* TRECHO DO TEXTO *
________________________________________

Yes, nós temos Tom Zé!

Cinquenta anos depois que a Bossa Nova 'inventou o Brasil', tinha que ser Tom Zé para reinventar a Bossa. O arremate dourado da trilogia que se debruça sobre o samba e seus congêneres com inteligência, irreverência e concupiscência.. uau... escarafuncha o que a tralha eletrônica nunca ensaiou fazer... entre autópsias e arrepios, solapa e exalta bimbons em sétimas e nonas "ou coisa que o valha"... Só mesmo o tom ardil desse Tom.


10 abril 2009

Aimer et humeur

Do cemitério direto para a Paris dos anos 50. Não me perguntem por que, mas esse tema do Alain Romans, como diz o verso de Aldir Blanc (ou será Guinga?), 'me faz respirar'... E nada melhor que un musique mémorable para compor a genialidade sui generis do Tati/Mr.Hulot, minha paixão.

06 abril 2009

Toca Eliiiiiis!


E eis a foto que fiz da lápide de Elis. É isso mesmo. Tinha esse poster aí ao lado, um tanto desbotado, e mais um punhado de flores castigadas pelo sol. Confesso que tive vontade de levar comigo o quadro, mas aí fiquei com medo do tamanho da profanação... Claro que isso faz tempo, naquela fase de identificação com o ídolo em que você não consegue discernir o grau de razoabilidade de seus impulsos. Tal e qual os fãs de Raul, me vi sentada na grama e aos prantos. Por pouco não entrei numas de ficar ali cantando o repertório clássico da Pimentinha... Melhor pular a parte do trajeto até o Cemitério do Morumbi, minha pobre mãe que o diga (pais de adolescente entram em cada tranco...). Resta a lembrança nostálgica daquele momento quando, aos pés da sepultura da maior cantora que este país já teve, percebi que realmente ELIS VIVE!

29 março 2009

Salvador, será?

Minha negra Soterópolis, vêm de Caramuru tantas notícias sobre os seus encantos? De primeira a terceira capital do Brasil, São Salvador despencou bem mais em matéria de IDH. Será que o Boca do Inferno antevia as taxas que, em pleno século XXI, alinhariam a pobreza da 'capital da alegria' com a de países africanos como a Namíbia?

27 março 2009

Uma martelada na memória

Rerrégi (minha amiga, prima da Bebete, a do Benjor), além de grande jornalista, é uma especialista em old songs. Abaixo, uma de suas inestimáveis garimpagens. A propósito, darling, favor enviar a edição revista e ampliada da sua lista, viu? senão... datemi un martello...

________________________________________

* DADOS BRUTOS *
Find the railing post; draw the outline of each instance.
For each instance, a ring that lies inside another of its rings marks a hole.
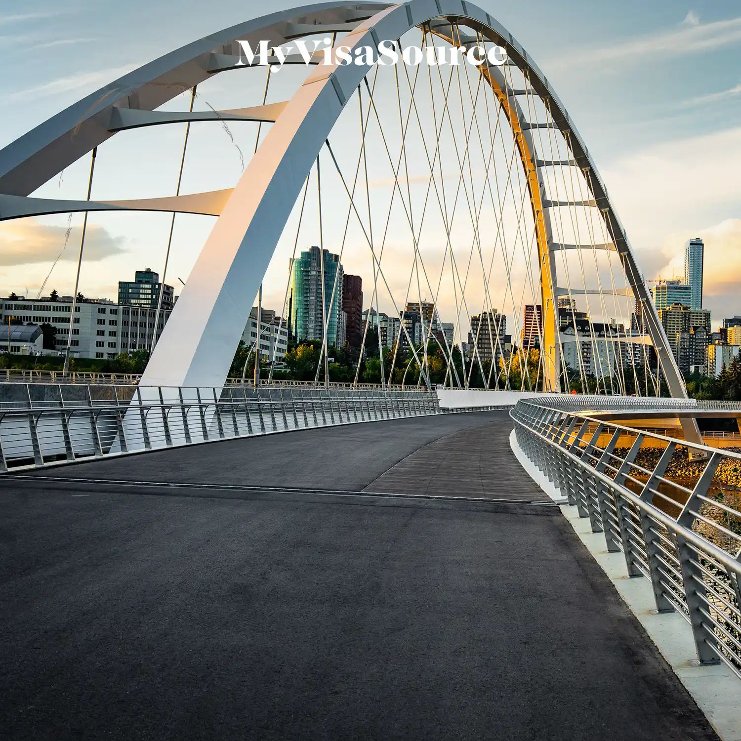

________________________________________

* INSTRUÇÕES DA TAREFA *
Por favor, transcreva palavra por palavra a passagem do trecho do texto que vai de "10 abril 2009" até "Tati/Mr.Hulot, minha paixão.".

* RESPOSTA DESENVOLVIDA *
10 abril 2009

Aimer et humeur

Do cemitério direto para a Paris dos anos 50. Não me perguntem por que, mas esse tema do Alain Romans, como diz o verso de Aldir Blanc (ou será Guinga?), 'me faz respirar'... E nada melhor que un musique mémorable para compor a genialidade sui generis do Tati/Mr.Hulot, minha paixão.